Prompt - In the records below, copy every line from the one containing "Task: locate the tree, dropping" through the end of the records, both ends included, requests and all. Multiply each coordinate in the answer points by 0.7 and round to the nearest whole number, with halves rounded up, leaving the requests and their sample points unchanged.

The records -
◇ ◇ ◇

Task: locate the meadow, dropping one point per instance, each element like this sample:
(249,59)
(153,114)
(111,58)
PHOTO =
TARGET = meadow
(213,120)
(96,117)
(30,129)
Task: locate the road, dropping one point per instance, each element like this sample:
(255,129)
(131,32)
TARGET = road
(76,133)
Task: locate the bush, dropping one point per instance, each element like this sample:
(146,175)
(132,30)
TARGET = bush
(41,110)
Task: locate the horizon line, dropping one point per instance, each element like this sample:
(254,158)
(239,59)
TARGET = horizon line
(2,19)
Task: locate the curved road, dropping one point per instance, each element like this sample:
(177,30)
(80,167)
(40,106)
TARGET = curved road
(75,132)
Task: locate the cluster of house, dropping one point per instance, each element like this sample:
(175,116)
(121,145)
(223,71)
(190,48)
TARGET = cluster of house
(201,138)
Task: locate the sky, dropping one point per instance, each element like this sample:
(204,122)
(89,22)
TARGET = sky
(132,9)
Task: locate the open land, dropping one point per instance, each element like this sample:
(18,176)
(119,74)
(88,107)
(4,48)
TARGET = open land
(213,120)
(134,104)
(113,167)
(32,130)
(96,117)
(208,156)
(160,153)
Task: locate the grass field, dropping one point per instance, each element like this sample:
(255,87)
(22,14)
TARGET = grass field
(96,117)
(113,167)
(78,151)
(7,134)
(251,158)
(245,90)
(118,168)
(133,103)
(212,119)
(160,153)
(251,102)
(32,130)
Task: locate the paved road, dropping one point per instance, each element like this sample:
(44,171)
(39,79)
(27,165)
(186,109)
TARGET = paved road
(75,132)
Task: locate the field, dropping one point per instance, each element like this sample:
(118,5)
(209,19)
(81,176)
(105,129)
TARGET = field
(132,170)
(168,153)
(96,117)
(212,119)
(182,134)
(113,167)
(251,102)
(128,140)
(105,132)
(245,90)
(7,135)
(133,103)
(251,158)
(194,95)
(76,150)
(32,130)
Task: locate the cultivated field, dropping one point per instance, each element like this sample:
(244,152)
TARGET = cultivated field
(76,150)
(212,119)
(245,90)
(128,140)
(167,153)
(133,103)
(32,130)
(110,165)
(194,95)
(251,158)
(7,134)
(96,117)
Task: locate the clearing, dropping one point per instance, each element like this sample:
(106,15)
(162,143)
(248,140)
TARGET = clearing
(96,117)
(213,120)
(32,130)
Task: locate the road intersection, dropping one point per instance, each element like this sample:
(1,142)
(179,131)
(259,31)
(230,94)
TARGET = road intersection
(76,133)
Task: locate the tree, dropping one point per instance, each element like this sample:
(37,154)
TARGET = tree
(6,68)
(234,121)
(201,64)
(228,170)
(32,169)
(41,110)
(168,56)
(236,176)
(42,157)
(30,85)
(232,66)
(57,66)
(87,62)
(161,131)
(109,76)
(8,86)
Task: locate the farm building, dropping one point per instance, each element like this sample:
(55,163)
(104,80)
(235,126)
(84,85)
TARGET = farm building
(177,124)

◇ ◇ ◇

Result for this exercise -
Task: locate the tree, dropping one point per instance, each element like this sample:
(37,154)
TARGET = tree
(4,48)
(164,85)
(141,45)
(160,119)
(22,118)
(29,77)
(118,39)
(165,123)
(29,110)
(21,60)
(162,46)
(40,46)
(61,43)
(113,92)
(76,53)
(6,60)
Task: locate the farm building, dropping one point per instance, each element like this sample:
(55,163)
(104,80)
(235,126)
(84,85)
TARGET = farm building
(124,87)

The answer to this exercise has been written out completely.